:: Texte source ::

Les chercheurs britanno-colombiens ont affirmé ceci :
« Bien qu’il soit utile de rattraper les occasions de diagnostic précoce ratées en améliorant le dépistage dans les contextes de soins de santé comme stratégie pour réduire les diagnostics tardifs, les personnes qui ne consultent pas (p. ex., celles sans symptôme de l’infection au VIH et celles faisant face à des obstacles aux soins) continuent d’être négligées et contribuent au diagnostic tardif en l’absence d’interventions complémentaires. »
Cette équipe de la Colombie-Britannique a mené une étude rétrospective, ce qui veut dire qu’elle a utilisé des données recueillies précédemment pour une raison particulière et les a analysées subséquemment pour une raison différente. Les analyses rétrospectives de ce genre amènent parfois les chercheurs à tirer par inadvertance des conclusions faussées. Toutefois, une étude conçue de façon différente coûterait cher, et les résultats obtenus en Colombie-Britannique semblent logiques.

:::

### Questions sur le texte
1. Dans le texte sur le diagnostic tardif du VIH, quel type d'étude l'équipe de la Colombie-Britannique a-t-elle menée ?
2. Reprenez le texte sur le diagnostic tardif du VIH après sa dernière phrase et poursuivez-le.

:: Extrait des données ::

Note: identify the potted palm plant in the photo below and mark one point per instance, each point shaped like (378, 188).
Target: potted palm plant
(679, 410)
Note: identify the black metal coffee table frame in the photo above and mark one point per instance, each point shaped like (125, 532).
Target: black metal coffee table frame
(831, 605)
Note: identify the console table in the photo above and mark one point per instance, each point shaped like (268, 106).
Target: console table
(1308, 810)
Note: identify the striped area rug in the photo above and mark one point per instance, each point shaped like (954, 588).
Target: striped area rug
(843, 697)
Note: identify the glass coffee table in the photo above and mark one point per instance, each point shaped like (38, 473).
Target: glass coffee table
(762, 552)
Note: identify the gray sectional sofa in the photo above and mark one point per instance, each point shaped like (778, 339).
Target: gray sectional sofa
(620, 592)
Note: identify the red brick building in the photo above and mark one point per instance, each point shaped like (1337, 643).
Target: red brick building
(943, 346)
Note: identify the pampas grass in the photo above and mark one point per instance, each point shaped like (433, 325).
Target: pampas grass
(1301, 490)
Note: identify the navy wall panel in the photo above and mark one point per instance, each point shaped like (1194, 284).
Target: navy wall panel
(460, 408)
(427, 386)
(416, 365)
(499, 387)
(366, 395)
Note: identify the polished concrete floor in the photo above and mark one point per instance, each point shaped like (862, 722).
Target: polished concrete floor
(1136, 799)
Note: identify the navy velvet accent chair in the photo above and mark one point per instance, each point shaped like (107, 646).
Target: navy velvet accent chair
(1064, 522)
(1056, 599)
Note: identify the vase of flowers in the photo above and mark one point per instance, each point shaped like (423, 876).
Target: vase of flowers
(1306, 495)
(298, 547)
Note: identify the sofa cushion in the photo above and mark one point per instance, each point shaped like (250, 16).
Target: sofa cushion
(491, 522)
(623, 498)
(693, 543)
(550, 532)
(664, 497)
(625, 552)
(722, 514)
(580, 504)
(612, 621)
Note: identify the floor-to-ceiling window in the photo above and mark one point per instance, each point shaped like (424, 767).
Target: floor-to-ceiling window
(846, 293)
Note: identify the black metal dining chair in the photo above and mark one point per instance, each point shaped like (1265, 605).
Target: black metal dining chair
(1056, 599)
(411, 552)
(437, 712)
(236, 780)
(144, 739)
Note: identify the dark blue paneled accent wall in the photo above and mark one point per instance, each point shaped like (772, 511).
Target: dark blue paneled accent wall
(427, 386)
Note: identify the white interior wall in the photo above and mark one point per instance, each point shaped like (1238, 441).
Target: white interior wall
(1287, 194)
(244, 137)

:::

### Réponses de l'exercice
1. Elle a mené une étude rétrospective.

2.
Espérons que les résultats de cette étude amélioreront les efforts pour s’assurer que les provinces atteignent les cibles 90-90-90 de l’ONUSIDA.
—Sean R. Hosein
RÉFÉRENCE :
Nanditha NGA, St-Jean M, Tafessu H, et al. Missed opportunities for earlier diagnosis of HIV in British Columbia, Canada: A retrospective cohort study. PLoS One. 2019 Mar 21;14(3):e0214012.